Output the whole listing below exactly, omitting the images.

=-=-=

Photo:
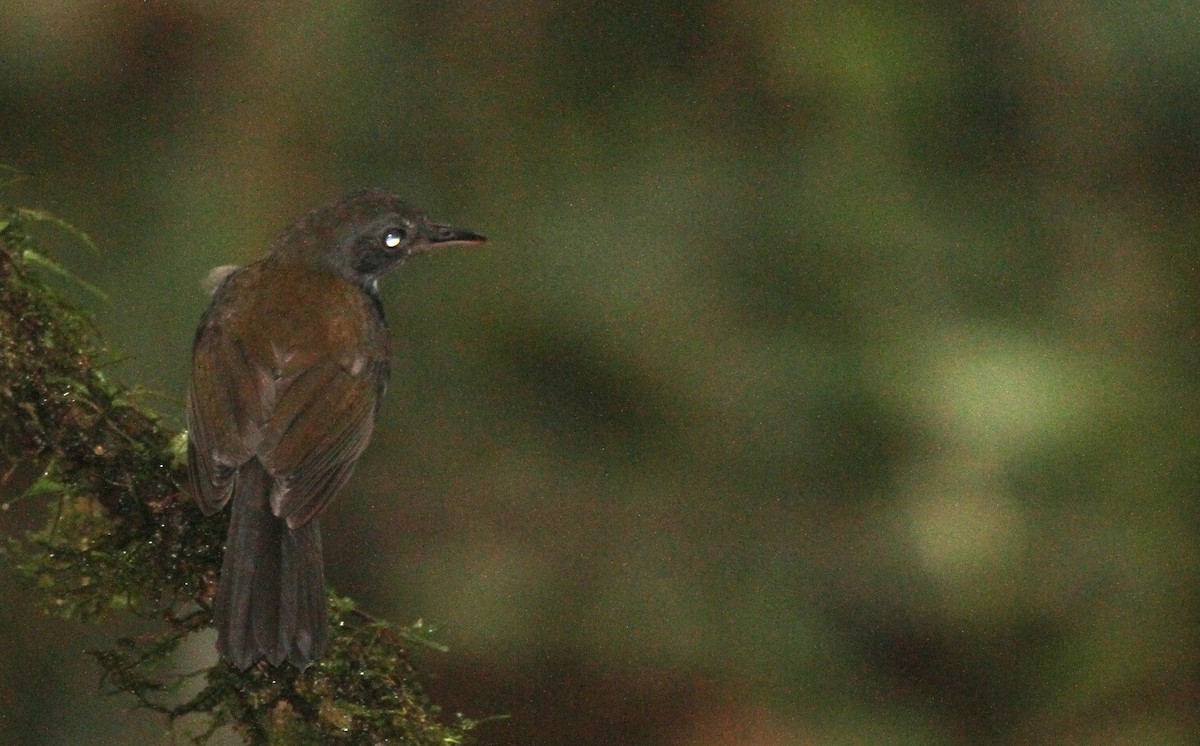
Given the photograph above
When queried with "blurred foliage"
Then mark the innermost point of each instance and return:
(123, 536)
(829, 375)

=-=-=

Output of the task
Photo:
Given the photograph above
When queried with "blurred foliage"
Then mark the innermost point of each instance and return:
(123, 536)
(829, 375)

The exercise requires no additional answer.